Could you reproduce every one of the rows below word for word, omitting the pictures?

---------- Listed entries ----------

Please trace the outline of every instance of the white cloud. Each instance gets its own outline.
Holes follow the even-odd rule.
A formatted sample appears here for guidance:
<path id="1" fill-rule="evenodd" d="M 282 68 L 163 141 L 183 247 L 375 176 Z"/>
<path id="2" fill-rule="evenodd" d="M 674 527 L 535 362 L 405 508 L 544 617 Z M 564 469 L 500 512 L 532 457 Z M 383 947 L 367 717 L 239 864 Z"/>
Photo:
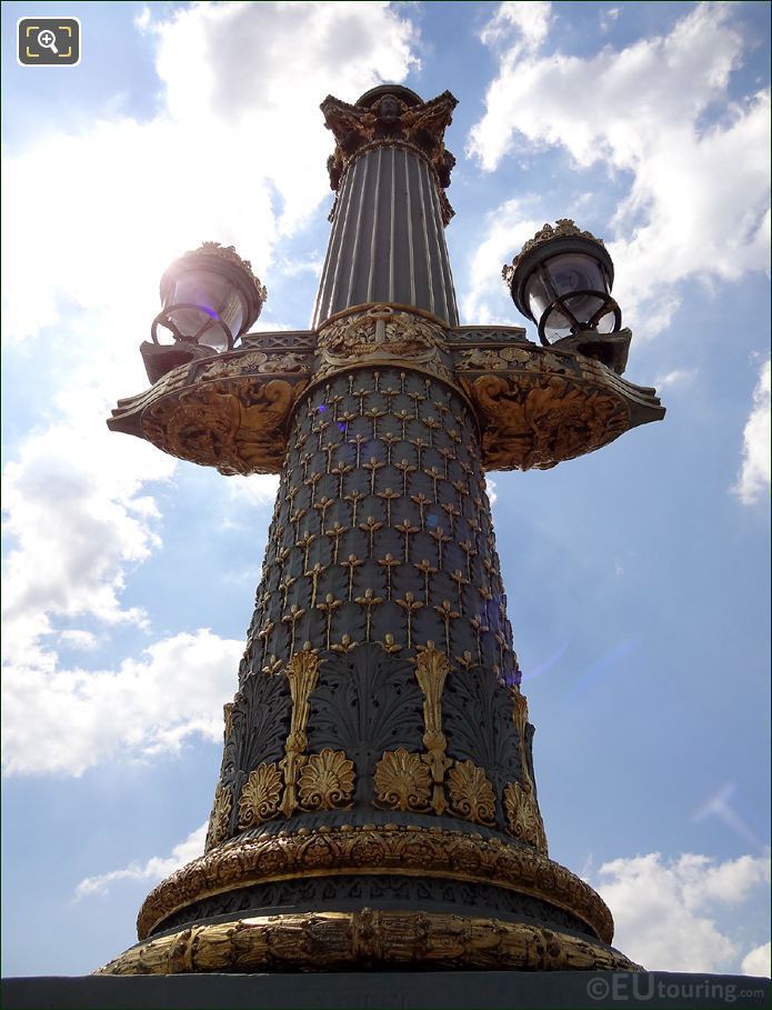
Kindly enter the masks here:
<path id="1" fill-rule="evenodd" d="M 743 504 L 753 504 L 770 487 L 770 361 L 753 390 L 753 408 L 743 431 L 742 470 L 732 489 Z"/>
<path id="2" fill-rule="evenodd" d="M 107 894 L 112 884 L 121 880 L 147 880 L 150 883 L 162 880 L 201 856 L 205 838 L 207 822 L 204 821 L 200 828 L 191 831 L 184 841 L 174 846 L 171 856 L 152 856 L 144 864 L 132 862 L 122 870 L 110 870 L 97 877 L 87 877 L 76 888 L 76 901 L 81 898 L 91 898 L 94 894 Z"/>
<path id="3" fill-rule="evenodd" d="M 97 648 L 97 637 L 90 631 L 83 631 L 79 628 L 70 628 L 67 631 L 62 631 L 59 638 L 71 649 L 82 649 L 88 652 L 90 649 Z"/>
<path id="4" fill-rule="evenodd" d="M 730 99 L 743 56 L 732 18 L 731 4 L 701 4 L 670 34 L 586 59 L 540 53 L 538 31 L 528 51 L 517 26 L 470 133 L 488 171 L 517 144 L 563 147 L 578 168 L 601 164 L 618 181 L 629 173 L 604 237 L 639 336 L 663 329 L 695 279 L 769 264 L 770 96 Z M 503 20 L 500 9 L 491 21 L 499 43 Z"/>
<path id="5" fill-rule="evenodd" d="M 479 326 L 512 324 L 512 302 L 501 279 L 501 267 L 544 223 L 537 221 L 527 207 L 525 200 L 508 200 L 485 219 L 485 238 L 472 258 L 469 294 L 462 301 L 464 319 L 473 319 Z"/>
<path id="6" fill-rule="evenodd" d="M 605 33 L 611 30 L 611 27 L 613 26 L 614 21 L 619 18 L 619 8 L 610 7 L 608 10 L 602 10 L 600 12 L 599 17 L 600 17 L 601 31 L 603 33 Z"/>
<path id="7" fill-rule="evenodd" d="M 480 39 L 485 46 L 497 46 L 514 33 L 520 48 L 539 49 L 550 30 L 551 8 L 547 0 L 504 0 Z"/>
<path id="8" fill-rule="evenodd" d="M 728 971 L 736 941 L 716 924 L 721 906 L 739 906 L 769 889 L 768 857 L 716 862 L 659 852 L 604 863 L 595 880 L 614 916 L 614 946 L 656 971 Z"/>
<path id="9" fill-rule="evenodd" d="M 194 733 L 219 740 L 242 651 L 241 641 L 199 630 L 114 670 L 58 669 L 51 652 L 48 668 L 19 660 L 4 684 L 3 771 L 80 776 L 106 760 L 176 751 Z"/>
<path id="10" fill-rule="evenodd" d="M 654 379 L 654 386 L 658 389 L 672 388 L 673 386 L 690 386 L 696 376 L 695 368 L 674 368 L 669 372 L 663 372 Z"/>
<path id="11" fill-rule="evenodd" d="M 38 354 L 47 383 L 38 424 L 9 447 L 3 480 L 10 771 L 77 774 L 119 743 L 147 752 L 210 732 L 225 668 L 229 690 L 232 682 L 233 642 L 193 637 L 209 672 L 186 636 L 120 671 L 58 667 L 58 621 L 146 621 L 121 594 L 132 567 L 161 546 L 153 482 L 176 463 L 109 433 L 104 418 L 118 397 L 147 386 L 137 346 L 169 262 L 203 239 L 233 242 L 270 288 L 277 241 L 329 194 L 320 100 L 329 91 L 353 100 L 382 79 L 403 80 L 415 63 L 412 22 L 384 2 L 207 3 L 166 18 L 148 6 L 136 26 L 157 50 L 154 118 L 47 128 L 3 159 L 7 369 L 23 373 Z M 76 208 L 77 227 L 50 227 L 60 207 Z M 231 493 L 261 504 L 274 488 L 272 478 L 252 478 Z M 62 641 L 83 647 L 88 633 Z M 192 696 L 178 682 L 178 660 L 199 671 Z M 17 724 L 30 711 L 52 741 L 47 753 Z"/>
<path id="12" fill-rule="evenodd" d="M 762 943 L 742 959 L 742 973 L 769 978 L 772 973 L 772 943 Z"/>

----------

Full output:
Please trace the outline of every instance of the white cloud. Each instance gets its own outline.
Holes follow the even-odd rule.
A formatted sample appears here for guidance:
<path id="1" fill-rule="evenodd" d="M 282 68 L 163 141 L 183 247 L 375 176 Z"/>
<path id="2" fill-rule="evenodd" d="M 674 527 L 535 362 L 405 508 L 544 617 Z M 564 469 L 500 512 L 532 457 Z M 383 947 L 367 717 L 239 864 Z"/>
Photo:
Kindly enter the masks here:
<path id="1" fill-rule="evenodd" d="M 743 504 L 753 504 L 770 487 L 770 361 L 753 390 L 753 408 L 743 431 L 742 470 L 732 489 Z"/>
<path id="2" fill-rule="evenodd" d="M 107 894 L 112 884 L 121 880 L 147 880 L 150 883 L 162 880 L 201 856 L 205 838 L 207 822 L 204 821 L 200 828 L 191 831 L 184 841 L 174 846 L 171 856 L 152 856 L 144 864 L 132 862 L 122 870 L 110 870 L 97 877 L 87 877 L 76 888 L 76 901 L 81 898 L 91 898 L 94 894 Z"/>
<path id="3" fill-rule="evenodd" d="M 97 648 L 97 637 L 90 631 L 83 631 L 79 628 L 70 628 L 67 631 L 62 631 L 59 638 L 71 649 L 82 649 L 88 652 L 90 649 Z"/>
<path id="4" fill-rule="evenodd" d="M 730 99 L 743 56 L 732 18 L 731 4 L 701 4 L 670 34 L 586 59 L 540 53 L 538 31 L 528 51 L 517 26 L 470 133 L 488 171 L 517 144 L 563 147 L 578 168 L 601 164 L 618 181 L 629 173 L 604 237 L 639 336 L 663 329 L 695 279 L 769 264 L 770 96 Z M 503 20 L 500 9 L 491 21 L 499 43 Z"/>
<path id="5" fill-rule="evenodd" d="M 479 326 L 512 324 L 512 302 L 501 279 L 501 267 L 544 223 L 537 221 L 527 207 L 525 200 L 508 200 L 485 219 L 485 238 L 472 258 L 469 294 L 462 301 L 464 319 L 473 319 Z"/>
<path id="6" fill-rule="evenodd" d="M 605 33 L 611 30 L 611 27 L 613 26 L 614 21 L 619 18 L 619 8 L 610 7 L 608 10 L 602 10 L 600 12 L 599 17 L 600 17 L 601 31 L 603 33 Z"/>
<path id="7" fill-rule="evenodd" d="M 480 39 L 485 46 L 497 46 L 514 33 L 520 48 L 539 49 L 550 30 L 551 8 L 547 0 L 504 0 Z"/>
<path id="8" fill-rule="evenodd" d="M 728 971 L 736 941 L 716 924 L 721 906 L 739 906 L 769 889 L 768 857 L 716 862 L 659 852 L 604 863 L 595 880 L 614 916 L 614 946 L 656 971 Z"/>
<path id="9" fill-rule="evenodd" d="M 194 733 L 219 740 L 242 651 L 241 641 L 199 630 L 114 670 L 58 669 L 51 652 L 48 668 L 19 660 L 4 684 L 3 771 L 80 776 L 106 760 L 176 751 Z"/>
<path id="10" fill-rule="evenodd" d="M 654 379 L 654 386 L 658 389 L 672 388 L 673 386 L 690 386 L 696 376 L 695 368 L 674 368 L 669 372 L 663 372 Z"/>
<path id="11" fill-rule="evenodd" d="M 38 354 L 47 383 L 38 424 L 9 447 L 3 480 L 10 771 L 77 774 L 119 743 L 147 752 L 210 732 L 225 668 L 229 690 L 232 682 L 233 642 L 193 637 L 209 672 L 186 636 L 120 671 L 58 667 L 58 621 L 146 621 L 121 594 L 132 567 L 161 546 L 153 482 L 176 463 L 109 433 L 104 418 L 118 397 L 147 386 L 137 346 L 169 262 L 203 239 L 233 242 L 270 288 L 277 241 L 329 194 L 320 100 L 329 91 L 353 100 L 382 79 L 403 80 L 415 63 L 412 22 L 384 2 L 207 3 L 166 18 L 148 6 L 136 26 L 157 50 L 154 118 L 47 128 L 3 159 L 7 369 L 23 373 Z M 76 208 L 77 227 L 50 227 L 60 207 Z M 231 493 L 261 504 L 274 488 L 272 478 L 252 478 Z M 62 641 L 83 647 L 88 633 Z M 192 696 L 178 682 L 178 660 L 199 671 Z M 17 724 L 30 711 L 52 741 L 47 753 Z"/>
<path id="12" fill-rule="evenodd" d="M 762 943 L 742 959 L 742 973 L 769 978 L 772 973 L 772 943 Z"/>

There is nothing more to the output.